# The problem
Across the entries, count the lines that include "instance" and report only that number.
——————
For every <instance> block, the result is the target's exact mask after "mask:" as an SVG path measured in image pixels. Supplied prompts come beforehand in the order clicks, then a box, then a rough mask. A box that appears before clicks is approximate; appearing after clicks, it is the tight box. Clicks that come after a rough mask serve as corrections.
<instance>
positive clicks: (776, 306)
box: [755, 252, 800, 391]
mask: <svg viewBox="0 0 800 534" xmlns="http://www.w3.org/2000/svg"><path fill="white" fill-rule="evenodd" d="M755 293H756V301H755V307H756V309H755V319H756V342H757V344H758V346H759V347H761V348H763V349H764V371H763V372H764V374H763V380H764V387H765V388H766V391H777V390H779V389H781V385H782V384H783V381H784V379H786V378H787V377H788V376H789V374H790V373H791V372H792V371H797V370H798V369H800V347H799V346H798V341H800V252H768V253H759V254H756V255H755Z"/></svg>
——————
# Output
2